### WHAT THIS TASK INVOLVES
Filter this material down to the lines that contain the string "inside", and return those lines.

↓

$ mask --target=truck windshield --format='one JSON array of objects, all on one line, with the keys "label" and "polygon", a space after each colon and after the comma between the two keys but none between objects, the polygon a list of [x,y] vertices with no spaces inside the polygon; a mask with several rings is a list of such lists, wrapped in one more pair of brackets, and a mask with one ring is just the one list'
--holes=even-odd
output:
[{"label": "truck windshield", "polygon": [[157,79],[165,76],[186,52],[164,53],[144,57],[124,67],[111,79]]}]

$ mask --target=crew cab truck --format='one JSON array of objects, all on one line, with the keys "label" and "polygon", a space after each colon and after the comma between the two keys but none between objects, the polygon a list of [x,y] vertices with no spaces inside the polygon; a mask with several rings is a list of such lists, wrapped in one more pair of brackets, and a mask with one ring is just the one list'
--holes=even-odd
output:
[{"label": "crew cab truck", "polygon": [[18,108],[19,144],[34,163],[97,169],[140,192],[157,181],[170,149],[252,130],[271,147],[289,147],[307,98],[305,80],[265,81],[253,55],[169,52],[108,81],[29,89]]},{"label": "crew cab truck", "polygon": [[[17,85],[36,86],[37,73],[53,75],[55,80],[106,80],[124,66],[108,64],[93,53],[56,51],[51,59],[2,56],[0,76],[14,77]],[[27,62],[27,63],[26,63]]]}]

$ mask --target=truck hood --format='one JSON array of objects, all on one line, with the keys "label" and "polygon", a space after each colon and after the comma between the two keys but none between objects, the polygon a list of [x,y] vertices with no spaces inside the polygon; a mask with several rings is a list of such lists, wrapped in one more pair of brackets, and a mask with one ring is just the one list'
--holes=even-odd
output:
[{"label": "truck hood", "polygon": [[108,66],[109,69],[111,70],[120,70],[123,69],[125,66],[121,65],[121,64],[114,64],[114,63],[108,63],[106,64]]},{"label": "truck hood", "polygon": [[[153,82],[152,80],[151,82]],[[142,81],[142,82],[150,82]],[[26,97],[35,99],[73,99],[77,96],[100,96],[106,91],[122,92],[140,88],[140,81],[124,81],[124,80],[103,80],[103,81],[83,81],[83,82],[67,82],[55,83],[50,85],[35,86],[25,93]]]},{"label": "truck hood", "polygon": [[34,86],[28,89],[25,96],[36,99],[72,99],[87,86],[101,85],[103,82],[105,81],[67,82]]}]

↑

### TASK RESPONSE
$ mask --target=truck windshield --format='one JSON array of objects, all on one line, with the keys "label" and "polygon", a space after each colon and after the comma between the two keys but none between objects, the polygon a list of [x,y] vertices with no spaces inside the polygon; a mask with several rings is a list of such lists, wrapped in one more pair of brackets, and a mask with one ring is just the one list'
$ mask --target=crew cab truck --format='one JSON array of objects, all on one line, with the keys "label" and "polygon", a space after each colon and after the comma between the two keys but none between objects, the polygon a list of [x,y] vertices with no spaces inside the polygon; a mask with several rings is a list of such lists, wrapped in one more pair of brackets, and a mask with one ring is just the one list'
$ mask --target=truck hood --format='one JSON array of objects, all on one line, with the keys "label" and "polygon", a space after each colon and after the comma between the two keys but none between objects, the polygon a list of [x,y] vertices with no spaces inside the polygon; a mask with several rings is a list of such lists, wrapped in one more pair of brackets, and a mask with one ring is just the one list'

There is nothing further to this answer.